ASSIGNMENT: Count the lines in the entries that contain "shirt". Say the number and nothing more.
------------------------------------------------
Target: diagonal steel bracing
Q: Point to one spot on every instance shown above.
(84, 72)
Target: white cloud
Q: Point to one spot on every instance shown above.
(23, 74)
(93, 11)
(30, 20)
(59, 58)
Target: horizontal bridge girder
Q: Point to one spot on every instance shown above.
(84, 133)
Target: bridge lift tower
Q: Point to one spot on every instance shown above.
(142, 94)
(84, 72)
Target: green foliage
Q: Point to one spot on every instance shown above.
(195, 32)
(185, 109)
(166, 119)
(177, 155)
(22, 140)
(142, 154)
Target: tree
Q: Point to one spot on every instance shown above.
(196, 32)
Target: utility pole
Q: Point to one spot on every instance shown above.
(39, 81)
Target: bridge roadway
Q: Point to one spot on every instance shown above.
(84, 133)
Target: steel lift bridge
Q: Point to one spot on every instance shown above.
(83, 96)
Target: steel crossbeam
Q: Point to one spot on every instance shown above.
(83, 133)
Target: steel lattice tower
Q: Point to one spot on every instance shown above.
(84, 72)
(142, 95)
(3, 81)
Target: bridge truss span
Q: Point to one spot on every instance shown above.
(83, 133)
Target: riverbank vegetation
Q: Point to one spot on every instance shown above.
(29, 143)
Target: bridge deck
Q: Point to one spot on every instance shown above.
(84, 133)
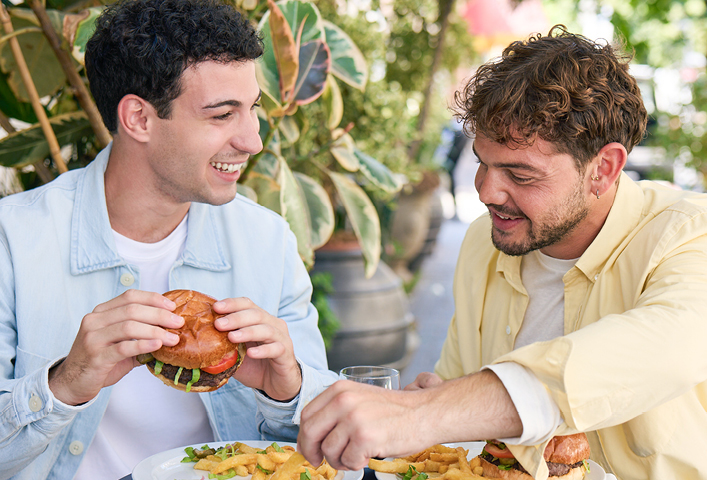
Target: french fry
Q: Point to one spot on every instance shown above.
(271, 463)
(291, 466)
(234, 461)
(394, 467)
(279, 457)
(443, 457)
(463, 462)
(206, 464)
(259, 475)
(266, 462)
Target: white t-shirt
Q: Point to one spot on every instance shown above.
(544, 320)
(144, 416)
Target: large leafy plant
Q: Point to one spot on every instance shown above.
(315, 181)
(305, 59)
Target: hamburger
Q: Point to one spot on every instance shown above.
(566, 458)
(204, 359)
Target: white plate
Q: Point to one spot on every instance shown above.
(595, 470)
(168, 465)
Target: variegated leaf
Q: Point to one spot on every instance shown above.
(347, 62)
(28, 146)
(294, 209)
(321, 212)
(377, 173)
(363, 217)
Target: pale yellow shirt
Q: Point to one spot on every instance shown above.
(631, 369)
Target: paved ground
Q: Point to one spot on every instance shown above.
(431, 301)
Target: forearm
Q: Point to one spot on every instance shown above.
(474, 407)
(281, 419)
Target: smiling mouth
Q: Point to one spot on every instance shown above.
(227, 167)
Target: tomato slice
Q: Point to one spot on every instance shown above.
(226, 362)
(497, 451)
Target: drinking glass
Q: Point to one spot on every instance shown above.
(384, 377)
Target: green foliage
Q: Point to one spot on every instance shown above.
(328, 322)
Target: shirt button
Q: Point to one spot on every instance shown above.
(35, 403)
(76, 447)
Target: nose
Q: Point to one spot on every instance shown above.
(246, 138)
(489, 184)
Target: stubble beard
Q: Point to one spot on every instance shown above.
(557, 225)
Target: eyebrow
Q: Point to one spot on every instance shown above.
(231, 103)
(516, 165)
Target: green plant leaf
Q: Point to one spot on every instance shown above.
(79, 28)
(314, 65)
(248, 192)
(294, 209)
(46, 72)
(11, 106)
(333, 103)
(321, 212)
(289, 129)
(348, 63)
(295, 12)
(28, 146)
(343, 151)
(363, 217)
(377, 173)
(285, 51)
(266, 189)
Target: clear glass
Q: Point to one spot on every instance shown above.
(384, 377)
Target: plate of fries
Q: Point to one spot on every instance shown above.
(249, 460)
(451, 461)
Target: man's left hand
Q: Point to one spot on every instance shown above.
(270, 363)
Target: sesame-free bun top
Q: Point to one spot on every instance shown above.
(200, 344)
(568, 449)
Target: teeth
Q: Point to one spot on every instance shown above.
(227, 167)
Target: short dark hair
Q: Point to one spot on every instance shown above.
(142, 47)
(562, 88)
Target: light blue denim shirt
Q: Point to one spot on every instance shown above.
(58, 261)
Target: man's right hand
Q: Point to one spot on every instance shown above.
(109, 339)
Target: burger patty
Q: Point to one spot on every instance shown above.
(205, 379)
(556, 469)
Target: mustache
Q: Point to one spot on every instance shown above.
(507, 212)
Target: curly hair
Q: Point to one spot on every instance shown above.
(562, 88)
(142, 47)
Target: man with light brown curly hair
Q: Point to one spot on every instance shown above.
(583, 311)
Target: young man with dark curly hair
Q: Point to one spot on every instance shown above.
(86, 258)
(579, 300)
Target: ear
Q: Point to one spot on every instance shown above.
(604, 171)
(134, 117)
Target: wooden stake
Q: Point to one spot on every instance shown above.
(33, 95)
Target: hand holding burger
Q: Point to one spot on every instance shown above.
(204, 359)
------------------------------------------------
REPLY TO THE EXERCISE: 4